__Set problem__. Using the text on ultrafine eutectic composites below, decide whether each statement agrees with it: (a) Ti-based UECs reach a strength of 1.2 GPa with a plastic strain above 10% at room temperature; (b) the ultrafine eutectic matrix plays the dominant role at the early stage of deformation; (c) the tradeoff between strength and plasticity in UECs has already been resolved. Answer yes or no for each and quote the words of the text that decide it.

__Source excerpt__.
Micro-to-nano-scale deformation mechanisms of a bimodal ultrafine eutectic composite.

The outstading mechanical properties of bimodal ultrafine eutectic composites (BUECs) containing length scale hierarchy in eutectic structure were demonstrated by using AFM observation of surface topography with quantitative height measurements and were interpreted in light of the details of the deformation mechanisms by three different interface modes. It is possible to develop a novel strain accommodated eutectic structure for triggering three different interface-controlled deformation modes; (I) rotational boundary mode, (II) accumulated interface mode and (III) individual interface mode. A strain accommodated microstructure characterized by the surface topology gives a hint to design a novel ultrafine eutectic alloys with excellent mechanical properties.

The development of ultrafine eutectic composites (UECs) containing micron-scale dendrites in an ultrafine eutectic matrix has been highlighted as a novel strategy to obtain simultaneously high strength and plasticity through controlling the plastic instability during deformation12. For example, Ti-based UECs present a superior combination of both a high strength of 1.2 GPa and a plastic strain of more than 10% at room temperature1. Systematic investigations on the deformation mechanisms of such Ti-based UEC have revealed that the micron-scale dendrites play a dominant role for controlling the strength and plasticity at the early stage of the deformation3. At this stage pronounced interactions of slip bands occur and the deformation is controlled by dislocations that are induced in the micron-scale dendrites4. Furthermore, the interaction between slip and shear bands modulates the direction of the slip bands. On the other hand, the ultrafine eutectic matrix of the Ti-based UECs plays a key role to control the behavior at the late stage of deformation by effectively dissipating the localized deformation thus resulting in a rearrangement of the ultrafine eutectic structure along a direction of the primary deformation bands, i.e. primary shear bands5. The detailed understanding of the deformation mechanisms that are active in such materials allows to further optimize both the strength and the plasticity of the UECs by manipulating the volume fraction of the micron-scale dendrites and the ultrafine eutectic matrix56. However, one of the critical issues in these UECs that still has to be solved is the typical tradeoff between strength and plasticity7, i.e. increasing the strength of metallic materials while simultaneously maintaining a large plasticity, such as to generate new high performance materials.

__Supplied records__.

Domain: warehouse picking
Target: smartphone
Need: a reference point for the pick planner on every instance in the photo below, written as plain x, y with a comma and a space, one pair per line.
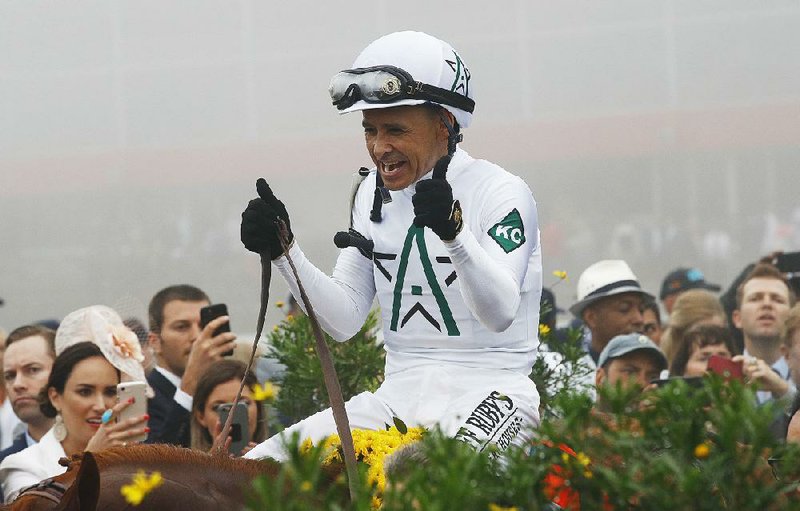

--

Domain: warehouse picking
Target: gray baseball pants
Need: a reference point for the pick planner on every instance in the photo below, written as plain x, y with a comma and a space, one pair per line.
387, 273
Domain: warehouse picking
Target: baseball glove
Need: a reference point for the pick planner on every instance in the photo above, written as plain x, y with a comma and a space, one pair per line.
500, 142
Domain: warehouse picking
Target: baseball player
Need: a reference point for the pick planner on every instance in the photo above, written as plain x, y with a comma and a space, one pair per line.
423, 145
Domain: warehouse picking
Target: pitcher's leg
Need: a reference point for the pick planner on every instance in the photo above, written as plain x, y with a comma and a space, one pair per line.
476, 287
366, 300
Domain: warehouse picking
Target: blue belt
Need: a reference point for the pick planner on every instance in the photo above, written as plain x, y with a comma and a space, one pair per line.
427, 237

__Exercise solution__.
(a) Yes: "Ti-based UECs present a superior combination of both a high strength of 1.2 GPa and a plastic strain of more than 10% at room temperature"
(b) No: "the micron-scale dendrites play a dominant role for controlling the strength and plasticity at the early stage of the deformation"
(c) No: "one of the critical issues in these UECs that still has to be solved is the typical tradeoff between strength and plasticity"